Goal: Leave out the pictures and print precisely the lines from the line with "[outline] knife blade" to the final line of the entries, both ends included.

[Data extracted from a collection]

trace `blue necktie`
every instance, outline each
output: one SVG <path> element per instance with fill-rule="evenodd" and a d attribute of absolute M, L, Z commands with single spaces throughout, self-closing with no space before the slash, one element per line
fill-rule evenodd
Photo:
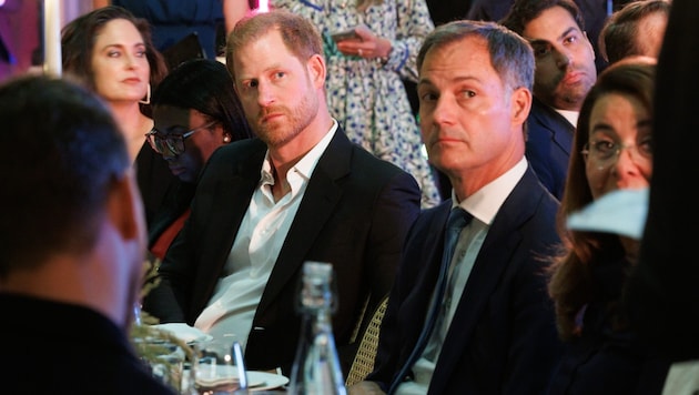
<path fill-rule="evenodd" d="M 473 216 L 464 211 L 462 207 L 454 207 L 449 213 L 449 219 L 447 220 L 445 233 L 444 233 L 444 255 L 442 256 L 442 265 L 439 266 L 439 276 L 437 277 L 437 283 L 435 285 L 434 297 L 429 310 L 427 311 L 427 317 L 425 318 L 425 326 L 415 343 L 415 347 L 411 353 L 411 356 L 407 358 L 401 371 L 396 376 L 394 376 L 393 383 L 388 388 L 387 394 L 394 394 L 398 385 L 403 382 L 403 378 L 407 375 L 407 372 L 413 367 L 415 362 L 419 358 L 427 345 L 427 341 L 429 340 L 429 335 L 435 327 L 435 323 L 437 322 L 437 315 L 442 311 L 442 302 L 444 300 L 444 291 L 446 290 L 446 284 L 448 281 L 449 273 L 449 264 L 452 263 L 452 256 L 454 255 L 454 249 L 456 247 L 456 243 L 458 242 L 458 235 L 462 232 L 462 229 L 466 226 Z"/>

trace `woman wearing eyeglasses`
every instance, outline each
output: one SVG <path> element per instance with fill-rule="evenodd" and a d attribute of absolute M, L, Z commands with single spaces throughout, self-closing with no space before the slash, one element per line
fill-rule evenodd
<path fill-rule="evenodd" d="M 163 259 L 189 215 L 196 181 L 214 151 L 252 136 L 233 80 L 223 63 L 195 59 L 182 63 L 153 92 L 154 128 L 146 134 L 182 183 L 149 229 L 149 246 Z"/>
<path fill-rule="evenodd" d="M 641 58 L 609 67 L 580 109 L 559 209 L 565 245 L 548 285 L 566 344 L 549 394 L 634 393 L 652 361 L 622 308 L 639 242 L 566 229 L 565 221 L 609 192 L 649 186 L 655 70 L 655 61 Z"/>

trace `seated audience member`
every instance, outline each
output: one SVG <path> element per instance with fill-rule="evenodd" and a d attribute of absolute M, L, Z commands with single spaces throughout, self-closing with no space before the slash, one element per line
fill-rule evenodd
<path fill-rule="evenodd" d="M 597 78 L 582 13 L 571 0 L 516 0 L 500 23 L 534 48 L 526 156 L 541 183 L 560 200 L 578 112 Z"/>
<path fill-rule="evenodd" d="M 234 333 L 250 368 L 288 374 L 302 265 L 330 262 L 341 301 L 333 330 L 347 373 L 363 311 L 375 311 L 393 284 L 419 189 L 352 144 L 332 118 L 323 43 L 308 20 L 278 10 L 244 18 L 226 57 L 257 139 L 210 158 L 144 310 L 214 337 Z"/>
<path fill-rule="evenodd" d="M 466 19 L 499 21 L 505 18 L 515 0 L 472 0 L 473 3 Z M 624 7 L 624 4 L 635 0 L 574 0 L 580 9 L 582 19 L 585 20 L 585 34 L 592 44 L 592 49 L 597 54 L 595 57 L 595 65 L 597 72 L 602 71 L 607 67 L 607 61 L 599 55 L 598 38 L 602 26 L 612 10 Z"/>
<path fill-rule="evenodd" d="M 145 224 L 108 108 L 65 80 L 21 77 L 0 87 L 0 122 L 2 392 L 171 394 L 126 336 Z"/>
<path fill-rule="evenodd" d="M 599 49 L 609 63 L 631 55 L 658 58 L 670 3 L 634 1 L 611 14 L 599 36 Z"/>
<path fill-rule="evenodd" d="M 354 143 L 411 173 L 423 209 L 442 202 L 403 81 L 415 82 L 415 58 L 434 29 L 425 0 L 270 0 L 308 19 L 325 44 L 327 107 Z M 332 4 L 331 4 L 332 3 Z M 321 6 L 318 6 L 321 4 Z M 357 39 L 333 39 L 352 30 Z"/>
<path fill-rule="evenodd" d="M 652 361 L 621 305 L 639 237 L 570 230 L 563 221 L 609 192 L 648 188 L 655 72 L 651 58 L 614 63 L 580 109 L 559 212 L 565 247 L 554 260 L 549 282 L 565 344 L 549 394 L 629 393 Z"/>
<path fill-rule="evenodd" d="M 644 377 L 648 394 L 699 393 L 699 2 L 673 0 L 658 58 L 654 119 L 654 176 L 648 220 L 627 300 L 639 335 L 671 363 Z M 690 231 L 688 231 L 690 230 Z"/>
<path fill-rule="evenodd" d="M 143 138 L 153 129 L 151 89 L 168 71 L 149 24 L 109 6 L 70 21 L 61 34 L 63 72 L 83 80 L 107 102 L 124 134 L 150 226 L 178 179 Z"/>
<path fill-rule="evenodd" d="M 560 241 L 558 202 L 524 156 L 531 48 L 495 22 L 456 21 L 427 36 L 417 64 L 423 139 L 454 192 L 412 226 L 375 369 L 350 392 L 541 394 L 560 354 L 541 257 Z"/>
<path fill-rule="evenodd" d="M 152 99 L 155 128 L 146 134 L 180 181 L 149 229 L 149 247 L 161 260 L 190 213 L 196 181 L 221 145 L 252 136 L 229 70 L 215 60 L 182 63 Z"/>

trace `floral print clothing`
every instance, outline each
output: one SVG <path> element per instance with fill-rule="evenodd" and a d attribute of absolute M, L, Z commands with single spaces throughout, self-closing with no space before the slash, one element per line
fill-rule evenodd
<path fill-rule="evenodd" d="M 323 34 L 328 107 L 350 140 L 411 173 L 422 190 L 422 207 L 437 205 L 436 178 L 402 80 L 417 81 L 417 52 L 434 29 L 425 1 L 384 0 L 364 11 L 355 0 L 270 3 L 310 19 Z M 358 24 L 391 40 L 388 59 L 348 57 L 337 50 L 331 34 Z"/>

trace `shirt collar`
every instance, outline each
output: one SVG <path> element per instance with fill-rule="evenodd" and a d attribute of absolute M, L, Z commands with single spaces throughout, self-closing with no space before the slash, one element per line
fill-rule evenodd
<path fill-rule="evenodd" d="M 523 156 L 510 170 L 466 198 L 463 202 L 457 201 L 456 193 L 452 190 L 453 207 L 458 205 L 475 219 L 478 219 L 478 221 L 488 225 L 492 224 L 498 210 L 500 210 L 507 196 L 509 196 L 527 171 L 527 160 Z"/>

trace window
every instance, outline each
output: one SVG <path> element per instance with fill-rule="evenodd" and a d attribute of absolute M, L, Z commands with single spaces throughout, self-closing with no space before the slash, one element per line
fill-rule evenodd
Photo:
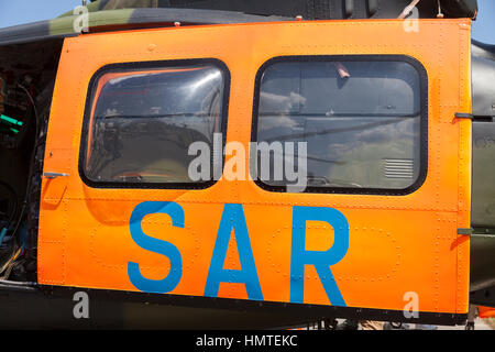
<path fill-rule="evenodd" d="M 256 78 L 252 141 L 271 147 L 257 184 L 284 190 L 290 184 L 276 154 L 306 145 L 306 189 L 312 193 L 407 194 L 427 166 L 427 75 L 406 56 L 279 57 Z M 266 145 L 266 144 L 265 144 Z M 296 151 L 296 152 L 294 152 Z M 280 173 L 278 173 L 280 175 Z"/>
<path fill-rule="evenodd" d="M 196 155 L 188 151 L 204 142 L 212 153 L 213 134 L 224 134 L 229 77 L 227 67 L 212 59 L 100 69 L 86 107 L 85 182 L 135 188 L 211 185 L 212 177 L 189 177 Z"/>

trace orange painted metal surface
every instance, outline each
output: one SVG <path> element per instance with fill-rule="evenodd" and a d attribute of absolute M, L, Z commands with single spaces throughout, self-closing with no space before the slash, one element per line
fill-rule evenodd
<path fill-rule="evenodd" d="M 217 182 L 202 190 L 95 189 L 78 172 L 88 84 L 117 63 L 217 58 L 231 73 L 227 138 L 248 150 L 254 80 L 268 59 L 287 55 L 399 54 L 428 73 L 428 174 L 406 196 L 283 194 L 252 180 Z M 175 201 L 185 227 L 166 215 L 144 219 L 144 233 L 177 246 L 183 275 L 176 295 L 202 296 L 226 204 L 242 204 L 263 298 L 289 301 L 294 206 L 330 207 L 349 221 L 345 257 L 331 267 L 348 307 L 403 310 L 408 292 L 419 310 L 468 312 L 471 123 L 470 21 L 421 20 L 417 32 L 404 21 L 319 21 L 235 24 L 101 33 L 67 38 L 52 106 L 45 172 L 67 173 L 66 183 L 43 180 L 38 282 L 46 285 L 138 290 L 128 263 L 143 276 L 167 275 L 169 261 L 133 242 L 129 221 L 143 201 Z M 229 160 L 229 156 L 227 157 Z M 246 160 L 248 163 L 248 160 Z M 246 164 L 248 165 L 248 164 Z M 248 170 L 246 166 L 246 170 Z M 64 191 L 53 187 L 66 187 Z M 307 250 L 331 246 L 332 229 L 308 222 Z M 224 268 L 239 268 L 232 235 Z M 243 284 L 220 284 L 219 297 L 248 298 Z M 304 301 L 330 305 L 314 266 L 306 266 Z"/>

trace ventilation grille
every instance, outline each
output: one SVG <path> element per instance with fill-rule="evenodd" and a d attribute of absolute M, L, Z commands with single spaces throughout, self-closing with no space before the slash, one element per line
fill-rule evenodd
<path fill-rule="evenodd" d="M 413 179 L 415 172 L 414 161 L 407 158 L 386 158 L 385 177 Z"/>

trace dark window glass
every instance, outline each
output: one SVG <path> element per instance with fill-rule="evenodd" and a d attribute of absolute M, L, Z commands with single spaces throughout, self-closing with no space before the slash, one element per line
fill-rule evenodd
<path fill-rule="evenodd" d="M 189 145 L 205 142 L 213 151 L 213 133 L 223 133 L 224 76 L 215 65 L 103 72 L 94 85 L 85 176 L 97 183 L 194 183 Z"/>
<path fill-rule="evenodd" d="M 258 78 L 255 140 L 284 146 L 306 142 L 307 187 L 403 190 L 418 180 L 422 102 L 415 66 L 292 58 L 265 67 Z M 261 182 L 289 184 L 284 178 Z"/>

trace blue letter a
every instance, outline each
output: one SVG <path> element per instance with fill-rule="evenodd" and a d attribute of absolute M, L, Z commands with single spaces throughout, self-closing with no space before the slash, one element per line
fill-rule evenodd
<path fill-rule="evenodd" d="M 180 282 L 183 261 L 180 252 L 174 244 L 144 234 L 141 222 L 152 213 L 166 213 L 170 217 L 173 227 L 184 228 L 184 209 L 176 202 L 145 201 L 138 205 L 131 215 L 130 229 L 134 242 L 147 251 L 167 256 L 170 261 L 170 271 L 163 279 L 148 279 L 141 275 L 139 264 L 129 262 L 128 275 L 135 288 L 146 293 L 165 294 L 174 290 Z"/>
<path fill-rule="evenodd" d="M 324 252 L 306 251 L 306 221 L 324 221 L 333 228 L 333 245 Z M 290 258 L 290 302 L 304 302 L 305 265 L 315 265 L 324 292 L 333 306 L 344 306 L 330 265 L 339 263 L 349 249 L 348 219 L 337 209 L 294 207 Z"/>
<path fill-rule="evenodd" d="M 240 271 L 223 268 L 232 229 L 238 243 L 239 260 L 242 267 Z M 242 205 L 226 205 L 223 208 L 208 271 L 205 296 L 217 297 L 220 283 L 244 284 L 249 299 L 263 300 Z"/>

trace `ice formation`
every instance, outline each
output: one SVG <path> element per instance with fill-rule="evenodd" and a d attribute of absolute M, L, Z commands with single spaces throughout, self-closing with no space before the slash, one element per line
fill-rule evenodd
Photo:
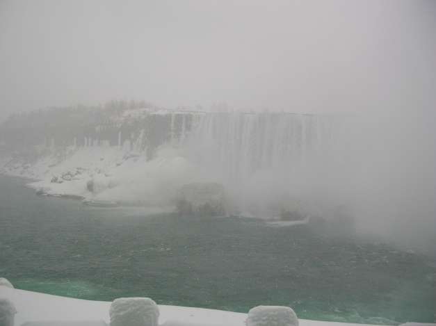
<path fill-rule="evenodd" d="M 298 326 L 297 315 L 289 307 L 258 306 L 248 311 L 247 326 Z"/>
<path fill-rule="evenodd" d="M 17 310 L 14 304 L 8 299 L 0 299 L 0 325 L 14 326 Z"/>
<path fill-rule="evenodd" d="M 8 288 L 14 288 L 14 286 L 12 285 L 12 283 L 10 283 L 9 281 L 8 281 L 7 279 L 5 279 L 4 277 L 0 277 L 0 286 L 8 286 Z"/>
<path fill-rule="evenodd" d="M 108 326 L 104 320 L 83 321 L 31 321 L 21 326 Z"/>
<path fill-rule="evenodd" d="M 115 299 L 109 310 L 111 326 L 157 326 L 159 309 L 148 298 Z"/>

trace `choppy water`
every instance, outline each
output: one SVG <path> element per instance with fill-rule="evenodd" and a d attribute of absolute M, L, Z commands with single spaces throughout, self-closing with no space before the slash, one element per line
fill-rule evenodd
<path fill-rule="evenodd" d="M 436 261 L 423 255 L 307 226 L 89 207 L 38 197 L 24 183 L 0 176 L 0 276 L 19 288 L 241 312 L 289 305 L 326 320 L 435 321 Z"/>

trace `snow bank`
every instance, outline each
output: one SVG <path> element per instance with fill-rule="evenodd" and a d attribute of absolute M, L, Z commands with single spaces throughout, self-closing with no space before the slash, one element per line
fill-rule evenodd
<path fill-rule="evenodd" d="M 4 277 L 0 277 L 0 286 L 8 286 L 8 288 L 14 288 L 14 286 Z"/>
<path fill-rule="evenodd" d="M 258 306 L 248 311 L 247 326 L 298 326 L 297 315 L 289 307 Z"/>
<path fill-rule="evenodd" d="M 159 309 L 148 298 L 115 299 L 109 310 L 111 326 L 157 326 Z"/>
<path fill-rule="evenodd" d="M 0 299 L 0 325 L 14 326 L 14 319 L 17 309 L 8 299 Z"/>
<path fill-rule="evenodd" d="M 0 298 L 8 298 L 17 308 L 16 326 L 32 320 L 45 323 L 38 326 L 52 326 L 49 323 L 53 320 L 63 320 L 62 324 L 56 324 L 61 326 L 90 326 L 84 324 L 83 320 L 95 320 L 92 323 L 104 320 L 108 324 L 109 322 L 111 302 L 72 299 L 6 286 L 0 287 Z M 161 326 L 245 326 L 248 317 L 246 313 L 202 308 L 165 305 L 159 305 L 159 308 Z M 304 319 L 298 322 L 299 326 L 364 326 L 364 324 Z M 428 326 L 436 326 L 436 324 Z"/>

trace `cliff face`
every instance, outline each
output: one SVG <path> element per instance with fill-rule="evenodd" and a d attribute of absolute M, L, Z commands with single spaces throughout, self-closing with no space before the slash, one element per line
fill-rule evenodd
<path fill-rule="evenodd" d="M 301 206 L 295 197 L 305 197 L 321 165 L 339 152 L 339 124 L 327 117 L 58 111 L 15 117 L 0 132 L 0 172 L 42 180 L 32 185 L 39 193 L 161 205 L 185 184 L 215 182 L 236 206 L 277 215 Z"/>

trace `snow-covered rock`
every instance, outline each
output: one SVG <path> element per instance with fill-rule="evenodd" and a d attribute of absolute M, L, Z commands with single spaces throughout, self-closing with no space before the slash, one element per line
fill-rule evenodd
<path fill-rule="evenodd" d="M 14 288 L 14 286 L 12 285 L 12 283 L 4 277 L 0 277 L 0 286 L 8 286 L 8 288 Z"/>
<path fill-rule="evenodd" d="M 0 325 L 13 326 L 17 313 L 15 306 L 8 299 L 0 299 Z"/>
<path fill-rule="evenodd" d="M 224 188 L 213 182 L 188 184 L 179 190 L 177 208 L 179 214 L 223 215 L 225 214 Z"/>
<path fill-rule="evenodd" d="M 24 323 L 21 326 L 107 326 L 104 320 L 83 321 L 31 321 Z"/>
<path fill-rule="evenodd" d="M 159 309 L 148 298 L 115 299 L 109 310 L 111 326 L 157 326 Z"/>
<path fill-rule="evenodd" d="M 258 306 L 248 311 L 247 326 L 298 326 L 298 318 L 289 307 Z"/>

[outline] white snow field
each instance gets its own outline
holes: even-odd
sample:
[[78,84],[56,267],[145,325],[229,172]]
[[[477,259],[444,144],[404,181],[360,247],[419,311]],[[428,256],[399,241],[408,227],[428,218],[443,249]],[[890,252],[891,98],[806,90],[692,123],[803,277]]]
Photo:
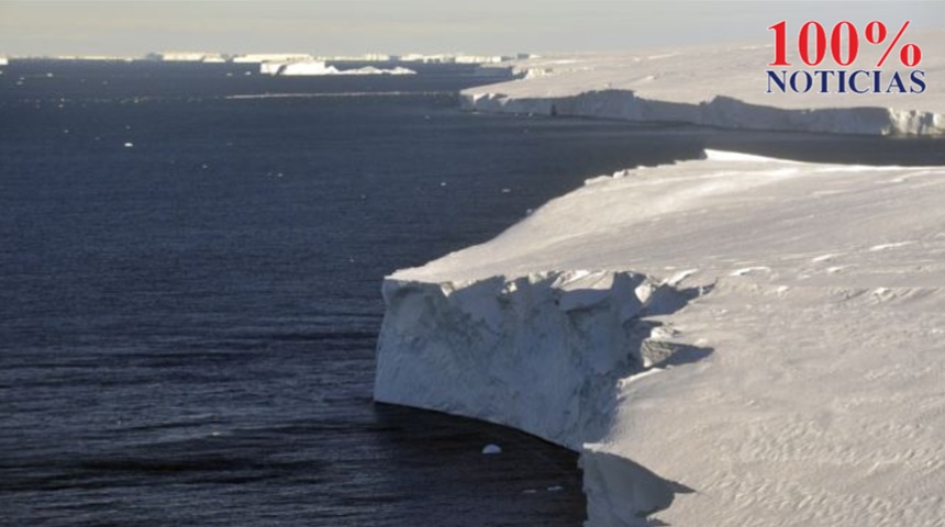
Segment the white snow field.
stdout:
[[581,451],[591,527],[945,526],[945,167],[707,157],[389,277],[376,399]]
[[[793,30],[797,30],[794,27]],[[719,45],[637,54],[554,56],[516,63],[521,80],[470,88],[467,110],[693,123],[726,128],[813,131],[870,135],[945,134],[945,30],[908,31],[924,56],[915,68],[899,64],[898,48],[883,65],[881,90],[896,70],[925,71],[921,94],[767,93],[765,70],[819,68],[788,57],[790,68],[769,67],[772,45]],[[793,35],[789,43],[793,45]],[[864,43],[867,44],[867,43]],[[789,46],[790,47],[790,46]],[[874,70],[885,46],[863,45],[854,67]],[[865,82],[868,85],[868,82]],[[864,82],[860,82],[864,85]],[[918,89],[918,88],[916,88]],[[836,86],[832,85],[832,90]]]
[[319,77],[330,75],[416,75],[416,71],[400,66],[390,69],[365,66],[363,68],[338,69],[327,66],[324,60],[284,60],[265,61],[259,72],[274,77]]

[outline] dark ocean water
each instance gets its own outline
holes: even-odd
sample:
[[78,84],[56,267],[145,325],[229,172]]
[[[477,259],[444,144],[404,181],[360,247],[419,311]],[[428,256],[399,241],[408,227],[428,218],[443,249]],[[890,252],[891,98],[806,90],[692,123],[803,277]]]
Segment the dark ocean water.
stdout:
[[[462,68],[251,69],[0,68],[0,524],[577,526],[572,453],[371,402],[383,276],[705,145],[945,162],[941,141],[463,114],[489,79]],[[232,98],[276,93],[319,97]]]

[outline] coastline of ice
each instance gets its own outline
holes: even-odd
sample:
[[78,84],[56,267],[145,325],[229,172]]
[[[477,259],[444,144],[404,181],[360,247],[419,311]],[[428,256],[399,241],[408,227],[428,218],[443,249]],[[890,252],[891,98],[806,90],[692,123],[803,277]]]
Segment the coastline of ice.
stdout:
[[[925,49],[945,44],[942,30],[911,37]],[[857,64],[871,65],[876,57],[870,54],[881,49],[863,52]],[[921,94],[785,94],[765,92],[771,53],[770,46],[729,45],[530,59],[516,64],[523,79],[465,90],[462,104],[481,112],[723,128],[945,134],[945,86],[935,80],[945,74],[942,54],[929,53],[918,66],[929,79]],[[896,69],[894,60],[882,68],[885,75]]]
[[940,526],[945,168],[707,157],[389,277],[376,399],[581,451],[590,527]]
[[274,77],[313,77],[333,75],[416,75],[416,71],[403,68],[377,68],[365,66],[363,68],[338,69],[329,66],[323,60],[284,60],[265,61],[259,65],[259,72]]

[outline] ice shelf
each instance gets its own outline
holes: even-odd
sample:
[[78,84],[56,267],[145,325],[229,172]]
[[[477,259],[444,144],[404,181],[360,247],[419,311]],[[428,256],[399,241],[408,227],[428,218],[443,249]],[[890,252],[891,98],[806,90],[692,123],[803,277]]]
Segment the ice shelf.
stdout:
[[581,452],[589,527],[942,526],[945,168],[710,152],[389,277],[376,399]]

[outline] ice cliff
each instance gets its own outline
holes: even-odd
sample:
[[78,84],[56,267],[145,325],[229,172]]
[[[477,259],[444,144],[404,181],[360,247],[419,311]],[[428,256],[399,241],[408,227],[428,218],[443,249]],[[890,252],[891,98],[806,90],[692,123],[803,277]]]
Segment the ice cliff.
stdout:
[[[945,31],[916,33],[942,49]],[[881,48],[865,48],[870,65]],[[524,78],[463,93],[467,110],[691,123],[724,128],[869,135],[945,134],[945,55],[919,65],[921,94],[766,93],[771,46],[679,48],[646,54],[576,55],[518,63]],[[885,75],[897,64],[890,60]],[[812,68],[810,68],[812,69]],[[875,68],[874,68],[875,69]],[[899,69],[903,69],[901,66]],[[908,69],[908,68],[907,68]]]
[[945,169],[597,178],[398,271],[376,399],[581,452],[590,527],[941,527]]

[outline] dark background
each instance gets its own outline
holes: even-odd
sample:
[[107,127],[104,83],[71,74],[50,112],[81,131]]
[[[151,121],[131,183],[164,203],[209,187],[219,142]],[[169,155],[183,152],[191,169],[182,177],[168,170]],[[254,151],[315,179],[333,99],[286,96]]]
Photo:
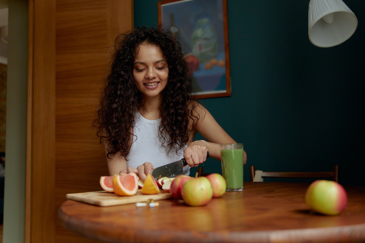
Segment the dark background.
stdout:
[[[135,27],[157,27],[158,1],[134,0]],[[232,95],[200,101],[243,143],[245,181],[252,165],[311,171],[338,165],[342,184],[365,185],[365,1],[344,1],[357,28],[321,48],[308,38],[309,0],[228,0]],[[221,173],[214,159],[203,166]]]

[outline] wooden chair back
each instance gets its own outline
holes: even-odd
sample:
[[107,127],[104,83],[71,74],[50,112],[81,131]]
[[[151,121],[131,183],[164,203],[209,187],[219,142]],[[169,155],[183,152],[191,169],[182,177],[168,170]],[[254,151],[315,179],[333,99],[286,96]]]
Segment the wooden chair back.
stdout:
[[[262,177],[275,178],[326,178],[331,177],[336,182],[339,182],[339,166],[335,165],[333,166],[333,171],[315,171],[315,172],[273,172],[264,171],[261,173]],[[255,166],[250,166],[250,177],[251,181],[253,181],[256,170]]]

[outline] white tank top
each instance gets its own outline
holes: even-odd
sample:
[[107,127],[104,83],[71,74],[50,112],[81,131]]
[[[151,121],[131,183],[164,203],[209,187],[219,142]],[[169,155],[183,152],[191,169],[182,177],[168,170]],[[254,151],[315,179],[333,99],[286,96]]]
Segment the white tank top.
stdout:
[[[147,120],[139,112],[137,112],[133,129],[135,136],[133,136],[133,142],[127,158],[127,166],[136,168],[145,162],[149,162],[154,167],[157,168],[184,158],[184,150],[187,147],[186,145],[178,151],[178,155],[174,150],[168,154],[167,148],[161,146],[158,136],[158,127],[161,120],[161,118],[153,120]],[[189,166],[184,167],[184,174],[189,176],[190,170]]]

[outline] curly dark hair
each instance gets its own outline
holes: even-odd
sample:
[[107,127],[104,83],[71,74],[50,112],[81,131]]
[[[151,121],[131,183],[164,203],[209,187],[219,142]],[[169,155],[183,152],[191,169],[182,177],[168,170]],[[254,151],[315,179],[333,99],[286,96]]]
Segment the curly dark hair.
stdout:
[[[93,123],[100,142],[108,144],[107,156],[120,152],[126,159],[133,138],[135,115],[144,101],[133,78],[134,62],[138,46],[144,43],[160,47],[169,67],[168,81],[161,93],[162,117],[159,128],[161,145],[166,142],[169,153],[178,151],[189,140],[197,115],[197,103],[191,97],[192,88],[181,45],[168,32],[139,27],[119,35],[114,42],[108,74]],[[134,135],[135,136],[135,135]]]

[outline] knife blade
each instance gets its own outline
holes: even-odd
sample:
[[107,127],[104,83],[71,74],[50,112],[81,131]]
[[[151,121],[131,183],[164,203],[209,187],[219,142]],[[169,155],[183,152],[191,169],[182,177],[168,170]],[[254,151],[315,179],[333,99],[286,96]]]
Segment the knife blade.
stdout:
[[[209,157],[209,152],[207,152],[207,158]],[[182,174],[182,167],[187,163],[185,159],[173,162],[160,167],[157,167],[152,171],[152,175],[155,179],[161,177],[174,177]]]

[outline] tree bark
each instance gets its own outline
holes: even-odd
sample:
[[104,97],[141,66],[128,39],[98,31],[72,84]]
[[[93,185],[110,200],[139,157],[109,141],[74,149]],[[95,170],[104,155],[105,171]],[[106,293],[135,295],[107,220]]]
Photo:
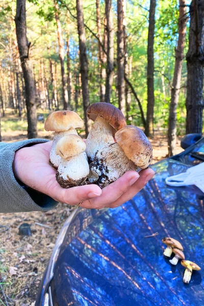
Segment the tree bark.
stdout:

Problem solution:
[outline] knife blade
each instance gets its own outline
holes: even-odd
sample:
[[107,127],[104,83],[71,74],[50,112],[81,131]]
[[[151,121],[131,183],[164,203],[209,187],[219,142]],[[169,155],[183,152],[191,169],[182,177],[168,170]],[[254,151],[315,179],[333,99],[286,96]]]
Segment the knife blade.
stdout:
[[[209,157],[209,152],[207,152],[207,158]],[[182,174],[182,167],[187,163],[185,159],[173,162],[160,167],[157,167],[152,171],[152,175],[155,179],[161,177],[174,177]]]

[outline] tree bark
each instance gets its own outline
holes: even-odd
sample:
[[104,97],[141,66],[128,39],[98,31],[72,84]]
[[[93,185],[110,200],[139,157],[109,141],[74,149]],[[95,170],[104,155],[105,171]],[[106,293],[135,295],[107,220]]]
Photo:
Segment the tree bark.
stdout:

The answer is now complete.